What is required -
Although the data below holds other lines too, output only those from the line with "point: the dirt ground, center" up to and including the line with "point: the monkey's hand, center", exactly as they appear.

Supplied entries section start

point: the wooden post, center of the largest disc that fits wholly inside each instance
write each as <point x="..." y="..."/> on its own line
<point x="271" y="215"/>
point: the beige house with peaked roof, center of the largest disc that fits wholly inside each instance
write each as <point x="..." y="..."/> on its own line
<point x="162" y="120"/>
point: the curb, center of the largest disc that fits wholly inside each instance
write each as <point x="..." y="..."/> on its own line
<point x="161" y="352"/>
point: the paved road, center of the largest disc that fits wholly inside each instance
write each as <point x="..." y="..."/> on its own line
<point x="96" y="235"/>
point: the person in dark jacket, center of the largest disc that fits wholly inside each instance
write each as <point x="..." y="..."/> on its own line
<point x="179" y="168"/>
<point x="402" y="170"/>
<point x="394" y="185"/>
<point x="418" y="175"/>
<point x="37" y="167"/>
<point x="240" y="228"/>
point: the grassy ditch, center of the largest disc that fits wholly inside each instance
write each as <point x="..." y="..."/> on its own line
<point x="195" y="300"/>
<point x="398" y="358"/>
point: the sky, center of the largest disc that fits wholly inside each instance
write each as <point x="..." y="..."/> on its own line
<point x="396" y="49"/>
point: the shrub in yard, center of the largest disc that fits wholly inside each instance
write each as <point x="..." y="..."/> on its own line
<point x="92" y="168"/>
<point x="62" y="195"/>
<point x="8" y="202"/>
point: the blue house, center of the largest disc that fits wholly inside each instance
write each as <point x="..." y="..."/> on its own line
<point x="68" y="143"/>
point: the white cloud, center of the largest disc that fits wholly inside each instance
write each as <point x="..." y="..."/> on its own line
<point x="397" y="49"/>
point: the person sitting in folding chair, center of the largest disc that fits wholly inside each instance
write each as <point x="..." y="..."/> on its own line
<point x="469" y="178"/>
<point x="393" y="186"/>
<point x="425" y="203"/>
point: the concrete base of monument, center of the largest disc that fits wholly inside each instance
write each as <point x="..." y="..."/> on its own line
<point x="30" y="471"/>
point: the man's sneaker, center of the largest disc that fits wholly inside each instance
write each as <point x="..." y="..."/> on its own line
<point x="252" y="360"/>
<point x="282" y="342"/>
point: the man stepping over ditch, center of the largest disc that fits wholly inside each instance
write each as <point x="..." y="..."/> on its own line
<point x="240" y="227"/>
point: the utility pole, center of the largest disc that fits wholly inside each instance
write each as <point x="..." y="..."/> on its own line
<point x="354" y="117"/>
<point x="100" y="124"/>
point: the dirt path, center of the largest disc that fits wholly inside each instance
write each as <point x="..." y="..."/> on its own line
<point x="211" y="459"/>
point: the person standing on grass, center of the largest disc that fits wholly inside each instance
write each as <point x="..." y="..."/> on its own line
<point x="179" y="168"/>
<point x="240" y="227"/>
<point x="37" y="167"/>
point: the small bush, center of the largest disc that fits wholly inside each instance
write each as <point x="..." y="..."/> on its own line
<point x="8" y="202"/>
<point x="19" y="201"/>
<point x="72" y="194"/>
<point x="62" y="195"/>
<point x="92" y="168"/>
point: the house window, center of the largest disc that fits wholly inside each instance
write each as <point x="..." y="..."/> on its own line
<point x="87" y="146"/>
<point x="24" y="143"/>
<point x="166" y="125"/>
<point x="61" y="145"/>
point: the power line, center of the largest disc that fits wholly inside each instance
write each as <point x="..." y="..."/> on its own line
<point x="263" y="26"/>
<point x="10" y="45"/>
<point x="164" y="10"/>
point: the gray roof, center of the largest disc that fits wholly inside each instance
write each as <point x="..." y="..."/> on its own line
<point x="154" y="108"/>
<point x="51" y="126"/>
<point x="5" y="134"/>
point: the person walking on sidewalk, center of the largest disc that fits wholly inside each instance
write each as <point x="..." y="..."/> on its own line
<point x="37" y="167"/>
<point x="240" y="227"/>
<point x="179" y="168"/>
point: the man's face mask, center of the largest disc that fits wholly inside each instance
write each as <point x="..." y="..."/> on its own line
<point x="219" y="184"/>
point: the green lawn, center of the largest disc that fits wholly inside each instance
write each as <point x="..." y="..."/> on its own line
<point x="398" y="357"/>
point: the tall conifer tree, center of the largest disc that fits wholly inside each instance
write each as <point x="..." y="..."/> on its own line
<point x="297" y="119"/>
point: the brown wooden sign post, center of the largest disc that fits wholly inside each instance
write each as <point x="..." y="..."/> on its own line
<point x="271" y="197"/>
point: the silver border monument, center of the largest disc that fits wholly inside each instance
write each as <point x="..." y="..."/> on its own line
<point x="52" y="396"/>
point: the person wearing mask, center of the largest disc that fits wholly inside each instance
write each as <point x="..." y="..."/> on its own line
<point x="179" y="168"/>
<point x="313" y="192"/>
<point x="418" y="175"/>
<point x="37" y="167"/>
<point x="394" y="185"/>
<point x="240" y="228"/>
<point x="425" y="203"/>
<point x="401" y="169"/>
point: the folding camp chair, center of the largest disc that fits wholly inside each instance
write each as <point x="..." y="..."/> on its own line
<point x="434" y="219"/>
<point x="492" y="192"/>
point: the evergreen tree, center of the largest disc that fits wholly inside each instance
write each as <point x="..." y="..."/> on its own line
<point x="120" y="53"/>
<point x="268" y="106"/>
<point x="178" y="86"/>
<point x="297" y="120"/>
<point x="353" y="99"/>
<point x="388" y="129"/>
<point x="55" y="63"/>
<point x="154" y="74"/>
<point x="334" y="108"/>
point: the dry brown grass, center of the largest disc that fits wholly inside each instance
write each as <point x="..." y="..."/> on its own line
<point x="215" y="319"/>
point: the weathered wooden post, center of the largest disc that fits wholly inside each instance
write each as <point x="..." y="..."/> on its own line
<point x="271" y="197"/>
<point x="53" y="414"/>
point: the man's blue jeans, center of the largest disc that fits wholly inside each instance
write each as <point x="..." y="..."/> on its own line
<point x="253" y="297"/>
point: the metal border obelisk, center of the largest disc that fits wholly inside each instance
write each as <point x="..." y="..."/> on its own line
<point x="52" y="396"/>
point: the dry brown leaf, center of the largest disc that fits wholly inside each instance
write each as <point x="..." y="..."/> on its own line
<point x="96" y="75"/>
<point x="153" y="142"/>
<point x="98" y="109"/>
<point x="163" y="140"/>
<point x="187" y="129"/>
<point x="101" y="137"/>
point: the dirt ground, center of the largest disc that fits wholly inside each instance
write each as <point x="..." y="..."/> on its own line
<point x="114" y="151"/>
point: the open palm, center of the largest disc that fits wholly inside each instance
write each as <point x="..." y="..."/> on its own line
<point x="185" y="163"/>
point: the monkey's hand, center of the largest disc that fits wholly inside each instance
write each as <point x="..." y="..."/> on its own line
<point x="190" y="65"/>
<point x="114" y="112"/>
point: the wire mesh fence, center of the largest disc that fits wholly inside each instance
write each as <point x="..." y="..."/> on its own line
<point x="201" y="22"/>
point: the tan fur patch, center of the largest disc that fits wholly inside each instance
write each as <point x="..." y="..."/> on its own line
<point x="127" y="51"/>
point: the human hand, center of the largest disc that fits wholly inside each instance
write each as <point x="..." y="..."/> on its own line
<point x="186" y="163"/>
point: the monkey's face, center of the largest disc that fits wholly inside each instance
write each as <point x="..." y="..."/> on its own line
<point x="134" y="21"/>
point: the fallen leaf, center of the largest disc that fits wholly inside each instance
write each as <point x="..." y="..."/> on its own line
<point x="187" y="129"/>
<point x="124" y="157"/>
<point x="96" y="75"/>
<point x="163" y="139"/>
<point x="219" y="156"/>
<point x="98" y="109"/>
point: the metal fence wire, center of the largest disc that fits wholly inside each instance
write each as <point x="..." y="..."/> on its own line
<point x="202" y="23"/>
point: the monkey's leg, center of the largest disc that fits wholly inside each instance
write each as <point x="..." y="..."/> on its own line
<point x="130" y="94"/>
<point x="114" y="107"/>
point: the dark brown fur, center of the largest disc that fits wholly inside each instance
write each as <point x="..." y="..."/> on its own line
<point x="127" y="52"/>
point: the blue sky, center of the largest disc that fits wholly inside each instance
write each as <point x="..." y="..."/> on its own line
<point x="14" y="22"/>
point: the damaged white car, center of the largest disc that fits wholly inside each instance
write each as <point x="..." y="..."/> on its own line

Supplied entries section end

Written solution -
point: the dirt ground, center of the largest disc that fits wholly inside each instance
write each as <point x="..." y="..."/> on its own line
<point x="114" y="151"/>
point: the open palm, center of the largest disc that fits wholly inside each instance
write each as <point x="..." y="..."/> on its own line
<point x="185" y="163"/>
point: the monkey's hand, center of the largest disc that fits wholly inside each instance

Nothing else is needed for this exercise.